EXERCISE TASK: Quote exactly the lines running from the line with "point: golden brown" to the end of the entries, including both, and nothing else.

DATASET EXTRACT:

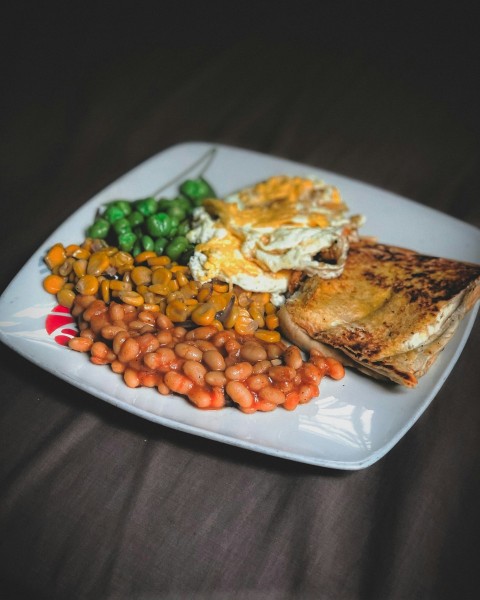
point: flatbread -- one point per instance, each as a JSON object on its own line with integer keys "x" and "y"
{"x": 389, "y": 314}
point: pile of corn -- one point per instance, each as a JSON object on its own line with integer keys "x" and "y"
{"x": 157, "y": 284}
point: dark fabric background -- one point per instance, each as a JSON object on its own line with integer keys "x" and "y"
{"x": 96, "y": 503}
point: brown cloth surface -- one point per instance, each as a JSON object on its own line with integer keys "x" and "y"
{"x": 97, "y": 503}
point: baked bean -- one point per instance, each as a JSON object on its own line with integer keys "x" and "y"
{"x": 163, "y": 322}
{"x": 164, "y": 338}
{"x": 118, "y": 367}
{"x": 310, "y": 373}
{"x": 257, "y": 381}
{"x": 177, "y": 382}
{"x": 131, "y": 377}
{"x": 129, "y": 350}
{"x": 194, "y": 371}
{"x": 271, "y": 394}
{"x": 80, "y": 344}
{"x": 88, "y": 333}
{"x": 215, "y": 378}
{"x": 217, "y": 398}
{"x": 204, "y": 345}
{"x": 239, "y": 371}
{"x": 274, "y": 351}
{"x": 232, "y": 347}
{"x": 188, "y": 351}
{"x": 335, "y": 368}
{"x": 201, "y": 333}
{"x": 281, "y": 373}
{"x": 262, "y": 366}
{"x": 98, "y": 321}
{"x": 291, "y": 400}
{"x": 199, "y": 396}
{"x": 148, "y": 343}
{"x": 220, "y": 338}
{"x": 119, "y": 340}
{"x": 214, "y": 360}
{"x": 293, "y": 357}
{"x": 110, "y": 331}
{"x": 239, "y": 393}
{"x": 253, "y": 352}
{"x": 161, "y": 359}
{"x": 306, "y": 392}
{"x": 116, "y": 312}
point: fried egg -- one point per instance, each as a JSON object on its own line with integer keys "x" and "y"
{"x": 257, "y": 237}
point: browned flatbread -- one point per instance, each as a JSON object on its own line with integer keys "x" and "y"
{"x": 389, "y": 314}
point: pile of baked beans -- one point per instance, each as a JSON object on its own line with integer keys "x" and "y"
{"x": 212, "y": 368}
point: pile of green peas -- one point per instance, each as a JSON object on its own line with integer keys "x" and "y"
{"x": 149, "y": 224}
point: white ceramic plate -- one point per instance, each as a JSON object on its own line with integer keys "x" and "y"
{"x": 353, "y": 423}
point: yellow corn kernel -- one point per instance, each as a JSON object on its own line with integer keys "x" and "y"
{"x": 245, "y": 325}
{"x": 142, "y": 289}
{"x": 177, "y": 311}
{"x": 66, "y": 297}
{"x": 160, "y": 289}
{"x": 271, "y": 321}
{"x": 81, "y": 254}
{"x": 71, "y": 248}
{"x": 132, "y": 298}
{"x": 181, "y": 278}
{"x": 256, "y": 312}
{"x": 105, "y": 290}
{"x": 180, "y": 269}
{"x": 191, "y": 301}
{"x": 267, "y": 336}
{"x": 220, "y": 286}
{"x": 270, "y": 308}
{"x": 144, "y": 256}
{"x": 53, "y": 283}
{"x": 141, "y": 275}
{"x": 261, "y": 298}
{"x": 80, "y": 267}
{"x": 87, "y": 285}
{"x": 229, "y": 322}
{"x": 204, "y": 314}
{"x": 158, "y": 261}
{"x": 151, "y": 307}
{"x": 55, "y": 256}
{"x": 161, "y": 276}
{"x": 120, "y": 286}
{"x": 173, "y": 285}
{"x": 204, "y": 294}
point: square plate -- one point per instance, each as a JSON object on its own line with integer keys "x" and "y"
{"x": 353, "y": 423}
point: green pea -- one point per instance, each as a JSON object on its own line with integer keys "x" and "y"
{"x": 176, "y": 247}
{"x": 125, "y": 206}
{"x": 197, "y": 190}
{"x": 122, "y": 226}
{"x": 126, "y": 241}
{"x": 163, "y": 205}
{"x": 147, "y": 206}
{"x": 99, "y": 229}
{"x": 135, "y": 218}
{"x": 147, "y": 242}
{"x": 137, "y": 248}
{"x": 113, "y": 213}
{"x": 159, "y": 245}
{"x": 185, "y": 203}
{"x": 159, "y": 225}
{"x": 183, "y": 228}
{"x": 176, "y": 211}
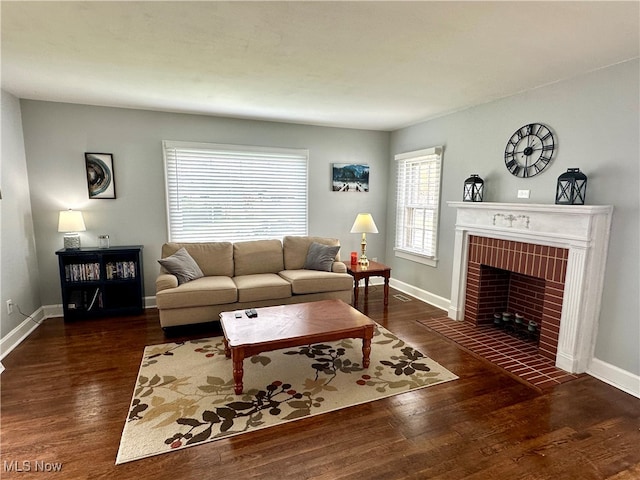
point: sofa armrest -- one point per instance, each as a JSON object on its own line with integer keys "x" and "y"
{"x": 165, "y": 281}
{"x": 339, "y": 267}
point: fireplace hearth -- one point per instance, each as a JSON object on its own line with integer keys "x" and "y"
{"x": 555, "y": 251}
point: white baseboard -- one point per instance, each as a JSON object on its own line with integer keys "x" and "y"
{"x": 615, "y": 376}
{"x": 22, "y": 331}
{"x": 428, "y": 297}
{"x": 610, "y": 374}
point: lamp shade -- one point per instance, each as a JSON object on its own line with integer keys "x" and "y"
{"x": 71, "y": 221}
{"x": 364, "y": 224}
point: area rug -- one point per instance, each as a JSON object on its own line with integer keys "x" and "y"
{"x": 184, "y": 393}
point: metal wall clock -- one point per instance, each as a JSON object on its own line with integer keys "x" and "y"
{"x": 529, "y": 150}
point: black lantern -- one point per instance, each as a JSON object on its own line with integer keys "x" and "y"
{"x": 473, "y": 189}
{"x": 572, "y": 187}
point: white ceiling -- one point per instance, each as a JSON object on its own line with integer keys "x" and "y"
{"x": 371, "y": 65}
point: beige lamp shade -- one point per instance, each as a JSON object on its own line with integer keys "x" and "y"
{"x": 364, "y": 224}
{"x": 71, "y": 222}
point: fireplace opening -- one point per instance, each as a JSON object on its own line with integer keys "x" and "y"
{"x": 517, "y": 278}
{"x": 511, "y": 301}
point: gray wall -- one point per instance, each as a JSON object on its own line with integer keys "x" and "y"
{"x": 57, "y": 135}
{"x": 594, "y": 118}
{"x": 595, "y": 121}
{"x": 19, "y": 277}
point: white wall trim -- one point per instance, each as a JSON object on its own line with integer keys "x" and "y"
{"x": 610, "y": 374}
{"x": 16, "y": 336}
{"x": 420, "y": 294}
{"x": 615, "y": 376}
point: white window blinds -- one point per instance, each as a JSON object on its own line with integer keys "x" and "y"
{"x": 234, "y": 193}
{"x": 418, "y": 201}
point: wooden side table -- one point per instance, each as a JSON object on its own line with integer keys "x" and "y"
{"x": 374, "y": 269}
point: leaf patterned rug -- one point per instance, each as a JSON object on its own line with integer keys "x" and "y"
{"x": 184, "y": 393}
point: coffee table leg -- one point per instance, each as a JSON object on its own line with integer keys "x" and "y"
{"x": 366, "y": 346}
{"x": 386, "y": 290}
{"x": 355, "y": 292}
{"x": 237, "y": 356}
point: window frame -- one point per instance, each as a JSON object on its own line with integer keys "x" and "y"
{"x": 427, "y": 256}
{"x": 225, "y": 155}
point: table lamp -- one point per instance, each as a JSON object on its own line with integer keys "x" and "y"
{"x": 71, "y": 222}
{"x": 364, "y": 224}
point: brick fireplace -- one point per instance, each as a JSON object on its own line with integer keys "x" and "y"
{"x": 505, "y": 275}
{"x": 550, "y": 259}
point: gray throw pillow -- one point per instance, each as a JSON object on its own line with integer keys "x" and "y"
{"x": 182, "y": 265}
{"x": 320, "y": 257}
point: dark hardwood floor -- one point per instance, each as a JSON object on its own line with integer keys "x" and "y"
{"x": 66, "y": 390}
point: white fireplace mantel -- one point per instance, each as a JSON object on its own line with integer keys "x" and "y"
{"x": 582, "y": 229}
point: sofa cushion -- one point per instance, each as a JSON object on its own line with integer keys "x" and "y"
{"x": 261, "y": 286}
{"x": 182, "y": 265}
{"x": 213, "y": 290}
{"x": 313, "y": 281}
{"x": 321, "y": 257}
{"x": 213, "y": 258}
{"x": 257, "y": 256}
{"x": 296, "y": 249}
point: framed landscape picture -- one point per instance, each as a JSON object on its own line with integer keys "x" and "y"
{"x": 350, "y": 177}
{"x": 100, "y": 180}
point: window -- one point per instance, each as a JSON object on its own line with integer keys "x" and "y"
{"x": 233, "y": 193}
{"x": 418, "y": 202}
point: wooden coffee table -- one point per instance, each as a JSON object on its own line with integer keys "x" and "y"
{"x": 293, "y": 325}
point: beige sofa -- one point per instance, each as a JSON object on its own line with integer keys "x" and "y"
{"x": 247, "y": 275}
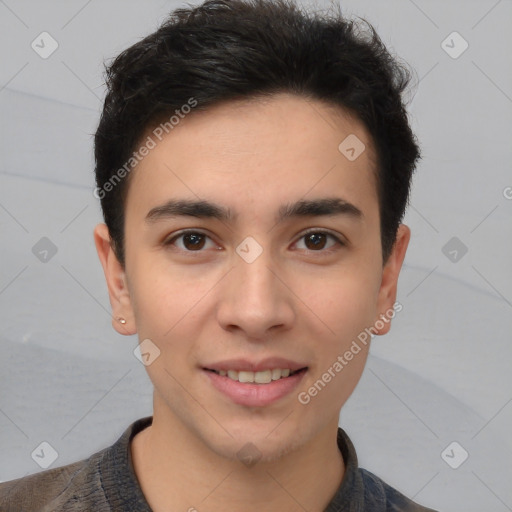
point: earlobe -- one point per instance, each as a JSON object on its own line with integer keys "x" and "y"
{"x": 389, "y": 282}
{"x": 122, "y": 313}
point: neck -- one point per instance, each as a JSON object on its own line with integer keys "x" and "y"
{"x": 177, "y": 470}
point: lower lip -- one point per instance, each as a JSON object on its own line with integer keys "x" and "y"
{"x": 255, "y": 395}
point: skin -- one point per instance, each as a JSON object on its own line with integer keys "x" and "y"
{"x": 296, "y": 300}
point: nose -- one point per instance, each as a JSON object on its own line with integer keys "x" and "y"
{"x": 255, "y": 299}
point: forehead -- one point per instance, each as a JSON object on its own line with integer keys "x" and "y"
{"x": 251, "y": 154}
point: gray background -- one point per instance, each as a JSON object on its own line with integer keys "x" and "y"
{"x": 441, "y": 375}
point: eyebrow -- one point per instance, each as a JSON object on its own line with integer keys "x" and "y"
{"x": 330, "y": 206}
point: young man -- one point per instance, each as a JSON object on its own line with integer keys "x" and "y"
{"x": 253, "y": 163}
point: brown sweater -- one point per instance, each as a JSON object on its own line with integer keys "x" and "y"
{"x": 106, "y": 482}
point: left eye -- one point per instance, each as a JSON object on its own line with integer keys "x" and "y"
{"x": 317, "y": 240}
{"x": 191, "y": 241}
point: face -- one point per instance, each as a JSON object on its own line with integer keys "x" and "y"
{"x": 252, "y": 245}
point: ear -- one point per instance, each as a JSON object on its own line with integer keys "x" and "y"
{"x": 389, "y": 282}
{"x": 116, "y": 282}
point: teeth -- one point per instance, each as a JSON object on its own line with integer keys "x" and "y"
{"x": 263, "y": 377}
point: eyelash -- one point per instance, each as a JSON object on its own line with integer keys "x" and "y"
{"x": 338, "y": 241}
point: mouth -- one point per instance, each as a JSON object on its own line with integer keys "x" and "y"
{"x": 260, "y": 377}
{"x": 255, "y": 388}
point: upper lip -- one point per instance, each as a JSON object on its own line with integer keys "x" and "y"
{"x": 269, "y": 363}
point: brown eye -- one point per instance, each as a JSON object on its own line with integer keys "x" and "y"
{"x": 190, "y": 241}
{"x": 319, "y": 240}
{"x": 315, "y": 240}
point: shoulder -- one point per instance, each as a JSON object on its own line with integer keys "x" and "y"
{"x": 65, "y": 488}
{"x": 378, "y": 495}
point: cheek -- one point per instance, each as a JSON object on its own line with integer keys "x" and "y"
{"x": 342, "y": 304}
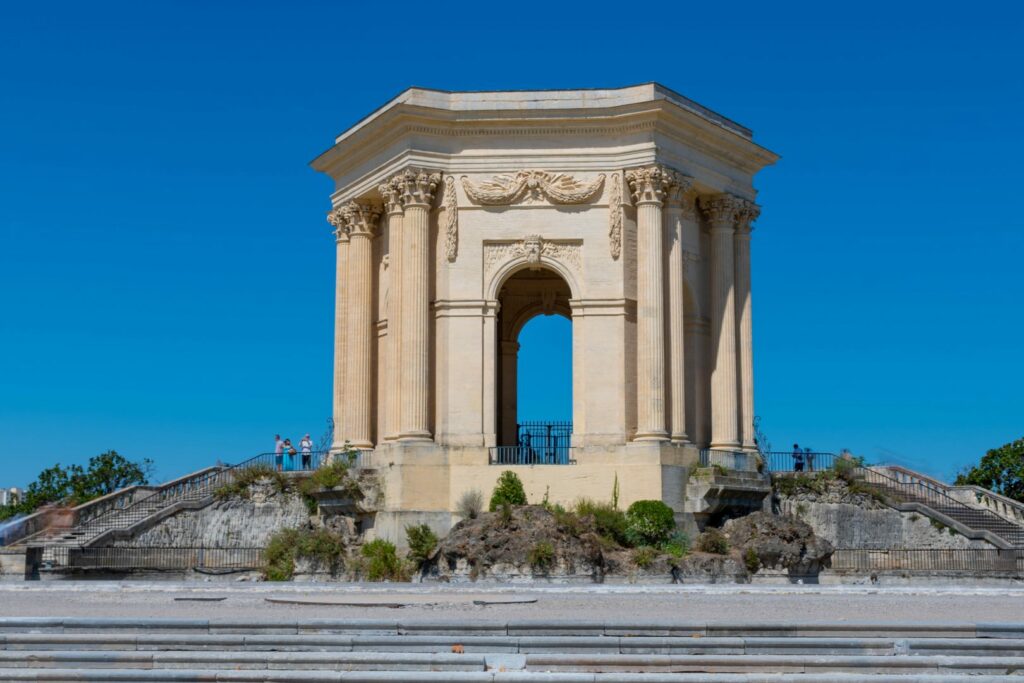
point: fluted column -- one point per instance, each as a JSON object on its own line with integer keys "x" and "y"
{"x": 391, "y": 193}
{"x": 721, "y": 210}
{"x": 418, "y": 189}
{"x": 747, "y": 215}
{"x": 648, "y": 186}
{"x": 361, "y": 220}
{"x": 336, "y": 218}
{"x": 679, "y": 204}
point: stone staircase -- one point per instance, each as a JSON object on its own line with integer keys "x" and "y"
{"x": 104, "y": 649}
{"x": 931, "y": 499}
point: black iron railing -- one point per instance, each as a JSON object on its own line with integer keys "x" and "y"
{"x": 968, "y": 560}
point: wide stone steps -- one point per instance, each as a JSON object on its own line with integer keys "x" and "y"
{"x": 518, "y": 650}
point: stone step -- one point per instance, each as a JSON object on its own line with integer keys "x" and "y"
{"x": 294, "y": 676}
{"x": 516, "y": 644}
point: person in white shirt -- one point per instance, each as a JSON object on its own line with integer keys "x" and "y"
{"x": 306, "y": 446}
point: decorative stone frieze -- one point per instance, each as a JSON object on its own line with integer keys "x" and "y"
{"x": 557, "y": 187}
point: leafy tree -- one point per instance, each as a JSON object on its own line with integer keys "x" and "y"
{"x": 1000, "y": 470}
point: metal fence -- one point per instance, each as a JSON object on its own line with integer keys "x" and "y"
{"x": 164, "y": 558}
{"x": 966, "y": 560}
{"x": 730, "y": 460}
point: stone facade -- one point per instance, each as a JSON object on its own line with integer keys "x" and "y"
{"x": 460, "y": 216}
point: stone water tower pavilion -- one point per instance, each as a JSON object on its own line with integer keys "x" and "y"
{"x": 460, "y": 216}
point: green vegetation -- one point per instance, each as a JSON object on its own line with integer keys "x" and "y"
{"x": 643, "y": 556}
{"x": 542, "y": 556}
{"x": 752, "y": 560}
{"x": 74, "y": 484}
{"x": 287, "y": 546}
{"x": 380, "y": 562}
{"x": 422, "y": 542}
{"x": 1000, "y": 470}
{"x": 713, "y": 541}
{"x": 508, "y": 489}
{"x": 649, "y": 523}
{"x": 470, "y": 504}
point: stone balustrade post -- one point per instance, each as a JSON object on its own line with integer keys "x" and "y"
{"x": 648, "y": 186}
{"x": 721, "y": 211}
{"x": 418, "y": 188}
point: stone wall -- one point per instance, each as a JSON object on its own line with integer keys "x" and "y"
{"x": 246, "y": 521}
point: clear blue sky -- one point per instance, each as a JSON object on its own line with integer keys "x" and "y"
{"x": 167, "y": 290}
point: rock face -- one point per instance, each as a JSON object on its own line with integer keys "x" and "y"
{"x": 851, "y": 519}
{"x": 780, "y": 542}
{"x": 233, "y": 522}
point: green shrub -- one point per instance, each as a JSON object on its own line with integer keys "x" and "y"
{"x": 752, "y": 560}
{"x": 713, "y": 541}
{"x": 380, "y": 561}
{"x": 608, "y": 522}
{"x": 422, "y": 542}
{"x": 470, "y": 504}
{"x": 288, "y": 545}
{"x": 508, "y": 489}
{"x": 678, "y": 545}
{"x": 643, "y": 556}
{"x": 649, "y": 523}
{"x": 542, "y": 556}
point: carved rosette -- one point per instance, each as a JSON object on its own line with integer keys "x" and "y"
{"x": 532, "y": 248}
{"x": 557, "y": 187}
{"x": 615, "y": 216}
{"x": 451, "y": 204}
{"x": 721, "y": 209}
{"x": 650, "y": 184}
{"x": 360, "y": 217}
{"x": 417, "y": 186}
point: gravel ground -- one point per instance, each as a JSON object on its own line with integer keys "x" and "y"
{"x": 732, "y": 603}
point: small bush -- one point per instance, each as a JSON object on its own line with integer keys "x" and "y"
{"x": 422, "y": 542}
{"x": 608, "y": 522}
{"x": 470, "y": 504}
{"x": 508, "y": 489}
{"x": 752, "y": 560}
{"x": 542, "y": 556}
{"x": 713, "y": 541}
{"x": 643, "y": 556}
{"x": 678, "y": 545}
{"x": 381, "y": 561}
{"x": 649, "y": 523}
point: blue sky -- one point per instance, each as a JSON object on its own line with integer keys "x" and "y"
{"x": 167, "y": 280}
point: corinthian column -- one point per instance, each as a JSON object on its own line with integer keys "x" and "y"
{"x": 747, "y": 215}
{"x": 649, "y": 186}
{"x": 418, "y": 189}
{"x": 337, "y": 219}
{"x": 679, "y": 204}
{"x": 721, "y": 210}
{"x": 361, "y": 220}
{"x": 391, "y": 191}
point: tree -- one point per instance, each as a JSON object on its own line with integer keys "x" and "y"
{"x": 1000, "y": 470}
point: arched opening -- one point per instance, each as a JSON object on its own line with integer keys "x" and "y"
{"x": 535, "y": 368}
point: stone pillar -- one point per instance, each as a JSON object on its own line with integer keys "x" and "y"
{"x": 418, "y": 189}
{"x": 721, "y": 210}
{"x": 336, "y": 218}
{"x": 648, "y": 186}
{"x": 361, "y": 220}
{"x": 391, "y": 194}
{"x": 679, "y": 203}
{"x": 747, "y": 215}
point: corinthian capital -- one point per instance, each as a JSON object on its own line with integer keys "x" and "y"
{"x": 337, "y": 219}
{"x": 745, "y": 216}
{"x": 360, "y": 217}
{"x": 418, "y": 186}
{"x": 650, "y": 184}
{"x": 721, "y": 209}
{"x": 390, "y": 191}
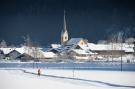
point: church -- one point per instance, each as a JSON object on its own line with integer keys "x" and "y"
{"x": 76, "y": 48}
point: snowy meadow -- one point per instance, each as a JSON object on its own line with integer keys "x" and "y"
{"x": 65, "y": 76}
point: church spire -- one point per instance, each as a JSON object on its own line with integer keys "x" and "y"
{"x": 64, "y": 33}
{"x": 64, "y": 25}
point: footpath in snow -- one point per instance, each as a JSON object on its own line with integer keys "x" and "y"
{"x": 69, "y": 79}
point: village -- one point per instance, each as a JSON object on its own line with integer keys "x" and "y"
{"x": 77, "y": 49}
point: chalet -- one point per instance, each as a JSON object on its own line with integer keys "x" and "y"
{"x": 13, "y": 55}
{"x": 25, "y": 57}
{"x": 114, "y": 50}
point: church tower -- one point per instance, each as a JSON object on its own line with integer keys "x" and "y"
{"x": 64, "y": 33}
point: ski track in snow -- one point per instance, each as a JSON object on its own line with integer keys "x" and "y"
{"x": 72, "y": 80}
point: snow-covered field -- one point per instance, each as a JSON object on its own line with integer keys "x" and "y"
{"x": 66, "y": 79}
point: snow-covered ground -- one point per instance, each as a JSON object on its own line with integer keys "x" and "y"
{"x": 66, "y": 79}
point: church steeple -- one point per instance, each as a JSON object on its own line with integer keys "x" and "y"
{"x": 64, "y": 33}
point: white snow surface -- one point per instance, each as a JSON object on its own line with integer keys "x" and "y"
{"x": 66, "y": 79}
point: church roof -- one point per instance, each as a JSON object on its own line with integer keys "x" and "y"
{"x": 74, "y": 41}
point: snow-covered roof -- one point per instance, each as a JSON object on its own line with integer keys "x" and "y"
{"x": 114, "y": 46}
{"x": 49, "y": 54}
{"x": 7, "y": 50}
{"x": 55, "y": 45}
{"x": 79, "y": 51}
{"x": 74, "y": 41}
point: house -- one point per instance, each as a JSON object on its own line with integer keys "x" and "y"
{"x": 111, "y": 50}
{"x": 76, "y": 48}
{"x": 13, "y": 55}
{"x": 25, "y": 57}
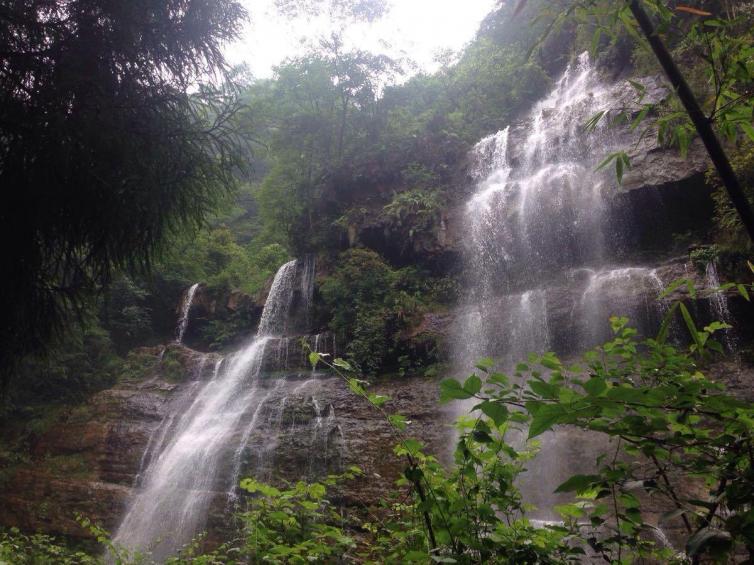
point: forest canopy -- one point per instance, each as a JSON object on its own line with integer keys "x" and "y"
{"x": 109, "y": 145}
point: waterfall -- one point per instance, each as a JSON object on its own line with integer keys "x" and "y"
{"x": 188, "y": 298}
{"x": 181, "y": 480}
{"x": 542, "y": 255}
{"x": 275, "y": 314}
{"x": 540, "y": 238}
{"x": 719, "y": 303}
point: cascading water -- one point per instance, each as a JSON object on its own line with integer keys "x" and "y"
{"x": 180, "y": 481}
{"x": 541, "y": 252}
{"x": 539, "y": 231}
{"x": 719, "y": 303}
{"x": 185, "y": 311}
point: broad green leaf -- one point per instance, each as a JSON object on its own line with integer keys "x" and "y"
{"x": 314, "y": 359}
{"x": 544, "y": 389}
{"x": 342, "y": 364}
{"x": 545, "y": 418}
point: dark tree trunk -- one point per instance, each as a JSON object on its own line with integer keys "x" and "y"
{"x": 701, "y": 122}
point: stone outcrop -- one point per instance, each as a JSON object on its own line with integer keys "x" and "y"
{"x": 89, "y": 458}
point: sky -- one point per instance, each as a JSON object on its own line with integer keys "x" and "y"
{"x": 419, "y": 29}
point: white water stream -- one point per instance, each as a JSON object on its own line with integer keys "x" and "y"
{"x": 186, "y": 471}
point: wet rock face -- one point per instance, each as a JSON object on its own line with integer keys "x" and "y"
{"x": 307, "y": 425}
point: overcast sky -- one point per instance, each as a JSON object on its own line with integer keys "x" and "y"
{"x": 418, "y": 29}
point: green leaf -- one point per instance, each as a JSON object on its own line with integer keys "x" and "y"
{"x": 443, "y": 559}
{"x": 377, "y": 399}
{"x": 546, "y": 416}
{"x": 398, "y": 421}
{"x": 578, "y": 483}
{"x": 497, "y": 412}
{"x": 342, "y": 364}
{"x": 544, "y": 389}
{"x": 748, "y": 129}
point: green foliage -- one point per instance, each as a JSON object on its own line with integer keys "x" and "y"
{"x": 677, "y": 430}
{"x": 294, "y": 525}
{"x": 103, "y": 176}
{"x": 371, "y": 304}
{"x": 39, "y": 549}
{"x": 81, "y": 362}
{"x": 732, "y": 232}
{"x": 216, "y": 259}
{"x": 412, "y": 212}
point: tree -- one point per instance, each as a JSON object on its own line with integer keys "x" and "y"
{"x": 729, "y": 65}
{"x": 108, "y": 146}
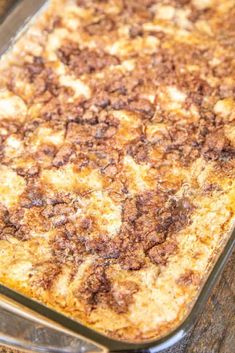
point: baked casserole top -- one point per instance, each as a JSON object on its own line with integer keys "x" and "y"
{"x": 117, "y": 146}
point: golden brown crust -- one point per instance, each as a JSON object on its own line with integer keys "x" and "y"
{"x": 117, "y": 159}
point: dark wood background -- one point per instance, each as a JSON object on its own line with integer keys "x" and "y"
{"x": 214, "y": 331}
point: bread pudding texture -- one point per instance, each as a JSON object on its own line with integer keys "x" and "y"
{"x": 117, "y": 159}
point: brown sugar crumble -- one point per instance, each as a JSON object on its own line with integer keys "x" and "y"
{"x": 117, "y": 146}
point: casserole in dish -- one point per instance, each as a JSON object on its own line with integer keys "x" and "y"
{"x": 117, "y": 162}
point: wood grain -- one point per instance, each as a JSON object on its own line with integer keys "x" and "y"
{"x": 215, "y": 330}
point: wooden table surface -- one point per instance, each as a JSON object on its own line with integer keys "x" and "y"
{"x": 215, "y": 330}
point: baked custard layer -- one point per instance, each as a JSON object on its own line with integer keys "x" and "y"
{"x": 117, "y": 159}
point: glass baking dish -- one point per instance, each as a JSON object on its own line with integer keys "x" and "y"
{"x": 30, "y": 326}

SOLVED EXERCISE:
point: golden brown crust -- one point per instance, each as a JSON object on its own line with integer keys "x" and "y"
{"x": 117, "y": 159}
point: dark wood background -- one point per instance, each as a JSON object on its own line with integer keys "x" and "y"
{"x": 214, "y": 331}
point: bread pudding texture -- one point per instance, each as a JSON object on its own line with integer keys "x" and "y"
{"x": 117, "y": 159}
point: brown sugar crumble -- one point per instance, each as a JSON object on its own line with integer keys "x" and "y"
{"x": 117, "y": 146}
point: casserole in dish -- one point per instance, each as a JSON object on its own line with integer keys "x" and "y"
{"x": 117, "y": 162}
point: wood grain -- one point per instance, each as a JSON object on its own line with integer keys "x" and "y"
{"x": 215, "y": 330}
point: wooden table surface -- one point per instance, each as a JSON object on its own line with integer keys "x" and "y"
{"x": 215, "y": 330}
point: baked custard layer -- one point per instance, each as a JSON object on its own line with integer keys "x" and "y"
{"x": 117, "y": 159}
point: glass baking dish -- one point per instance, each as a JSON object on its own line with integer keys "x" and "y"
{"x": 30, "y": 326}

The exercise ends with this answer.